ABOUT THIS EXERCISE
Extend the DHIS2 data administration page, starting right after its last sentence.

TEXT FOR ANALYSIS
========================================================================
Skip to main content

Data Administration

The data administration module provides a range of functions to ensure that the data stored in the DHIS2 database is integral and that the database performance is optimised. These functions should be executed on a regular basis by a data administrator to ensure that the quality of the data stored is optimal.

Data integrity

DHIS2 can perform a wide range of data integrity checks on the data contained in the database. Identifying and correcting data integrity issues is extremely important for ensuring that the data used for analysis purposes is valid. Each of the data integrity checks that are performed by the system will be described, along with general procedures that can be performed to resolve these issues.

Data elements without data set

Each data element must be assigned to a data set. Values for data elements will not be able to be entered into the system if a data element is not assigned to a data set. Choose Maintenance->Datasets->Edit from the main menu and then add the "orphaned" data element to the appropriate data set.
========================================================================
SUPPLIED MATERIAL

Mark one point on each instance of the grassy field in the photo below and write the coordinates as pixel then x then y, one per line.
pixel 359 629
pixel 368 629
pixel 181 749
========================================================================
ANSWER TO THE PROBLEM
Data elements without groups

Some Data Elements have been allocated to several Data Element Groups. This is currently not allowed, because it will result in duplication of linked data records in the analytics record sets that provide aggregated data. Go to Maintenance -> Data Element Groups to review each Data Element identified and remove the incorrect Group allocations.

Data elements violating exclusive group sets

Some data elements have been allocated to several data element groups that are members of the same data element group set. All group sets in DHIS2 are defined as exclusive, which means that a data element can only be allocated to one data element group within that group set. Go to Maintenance -> Data elements and indicators -> Data element groups to review each data element identified in the integrity check. Either remove the data element from all groups except the one that it should be allocated to, or see if one of the groups should be placed in a different group set.

Data elements in data set but not in form or sections

Data elements have been assigned to a data set, but have not been assigned to any sections of the data set forms. All data sets which use section forms, should generally have all data elements in the data set assigned to exactly one section of the dataset.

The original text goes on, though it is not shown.